Ingevolge artikel 3, eerste lid, van de Vogelrichtlijn dienen de Lidstaten alle benodigde maatregelen te nemen om voor alle natuurlijk in het wild levende vogelsoorten op het Europese grondgebied van de Lidstaten een voldoende gevarieerdheid van leefgebieden en een voldoende omvang ervan te beschermen, in stand te houden of te herstellen.
Ingevolge artikel 4, eerste lid, van de Vogelrichtlijn dienen de Lidstaten voor de leefgebieden van de in Bijlage I van de richtlijn genoemde vogelsoorten speciale beschermingsmaatregelen te treffen, met name door het aanwijzen van de naar aantal en oppervlakte voor de instandhouding van deze soorten meest geschikte gebieden als speciale beschermingszone (hierna: SBZ).

Gegevens over verwijzende uitdrukkingen
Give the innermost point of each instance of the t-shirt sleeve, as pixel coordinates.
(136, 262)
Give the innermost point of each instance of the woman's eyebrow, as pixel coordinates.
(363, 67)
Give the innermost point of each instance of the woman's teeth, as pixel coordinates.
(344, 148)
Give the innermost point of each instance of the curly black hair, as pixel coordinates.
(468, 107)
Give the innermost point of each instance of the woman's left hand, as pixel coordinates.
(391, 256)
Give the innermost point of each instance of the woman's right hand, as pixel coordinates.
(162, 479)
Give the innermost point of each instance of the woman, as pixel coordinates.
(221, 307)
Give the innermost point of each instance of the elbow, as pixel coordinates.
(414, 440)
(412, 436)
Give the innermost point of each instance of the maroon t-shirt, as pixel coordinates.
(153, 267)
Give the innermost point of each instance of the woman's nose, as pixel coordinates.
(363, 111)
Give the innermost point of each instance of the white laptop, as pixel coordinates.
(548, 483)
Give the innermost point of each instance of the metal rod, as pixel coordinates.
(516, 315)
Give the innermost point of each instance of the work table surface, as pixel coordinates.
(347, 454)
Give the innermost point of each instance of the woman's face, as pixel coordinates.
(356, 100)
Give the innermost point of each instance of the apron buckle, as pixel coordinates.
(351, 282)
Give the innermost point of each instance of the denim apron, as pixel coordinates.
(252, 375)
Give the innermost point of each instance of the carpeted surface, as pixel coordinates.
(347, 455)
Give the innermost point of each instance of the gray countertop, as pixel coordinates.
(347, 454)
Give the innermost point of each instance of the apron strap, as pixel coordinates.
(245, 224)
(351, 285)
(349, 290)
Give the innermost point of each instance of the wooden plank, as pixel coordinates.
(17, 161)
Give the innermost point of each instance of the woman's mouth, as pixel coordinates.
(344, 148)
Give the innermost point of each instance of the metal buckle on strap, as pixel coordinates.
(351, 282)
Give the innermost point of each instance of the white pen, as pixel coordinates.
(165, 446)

### OPDRACHT 1
Beantwoord op basis van de tekst over de Vogelrichtlijn:
(a) Welk artikel en lid verplicht de Lidstaten om een voldoende gevarieerdheid en omvang van leefgebieden te beschermen, in stand te houden of te herstellen?
(b) Waar staat de afkorting SBZ voor?
(c) Voor de leefgebieden van welke vogelsoorten moeten speciale beschermingsmaatregelen worden getroffen?
### OPDRACHT 2
Vervolg de tekst over de Vogelrichtlijn na de laatste zin.
Het materiaal staat los van de documenttekst.

### RESULTAAT 1
(a) Artikel 3, eerste lid, van de Vogelrichtlijn.
(b) Speciale beschermingszone.
(c) Voor de in Bijlage I van de richtlijn genoemde vogelsoorten.

### RESULTAAT 2
Ingevolge artikel 27, eerste lid, van de Natuurbeschermingswet 1998 wijst de Minister van Landbouw, Natuurbeheer en Visserij gebieden aan ter uitvoering van verdragen of andere internationale verplichtingen met betrekking tot natuur- en landschapsbehoud, voorzover die verdragen of verplichtingen zulks met zich brengen.
2.3.1. De Afdeling overweegt dat het Hof van Justitie van de Europese Gemeenschappen (hierna: het Hof) in zijn arrest van 8 februari 1996 in de zaak Vergy (C 149/94, Jur. 1996, p. I-299) voor recht heeft verklaard dat de Vogelrichtlijn niet van toepassing is op in gevangenschap geboren en opgekweekte vogels. Voorts heeft het Hof in deze zaak geoordeeld dat de Vogelrichtlijn een Lidstaat verplicht een op het Europese grondgebied van de Lidstaten waarop het Verdrag van toepassing is, in het wild levende vogelsoort ook te beschermen als die soort zijn natuurlijk leefgebied niet heeft in de betrokken Lidstaat. Daarbij heeft het Hof in aanmerking genomen dat de Vogelrichtlijn een volledige en doeltreffende bescherming van in het wild levende vogels binnen de gehele Gemeenschap beoogt, ongeacht hun verblijfplaats of trekroute.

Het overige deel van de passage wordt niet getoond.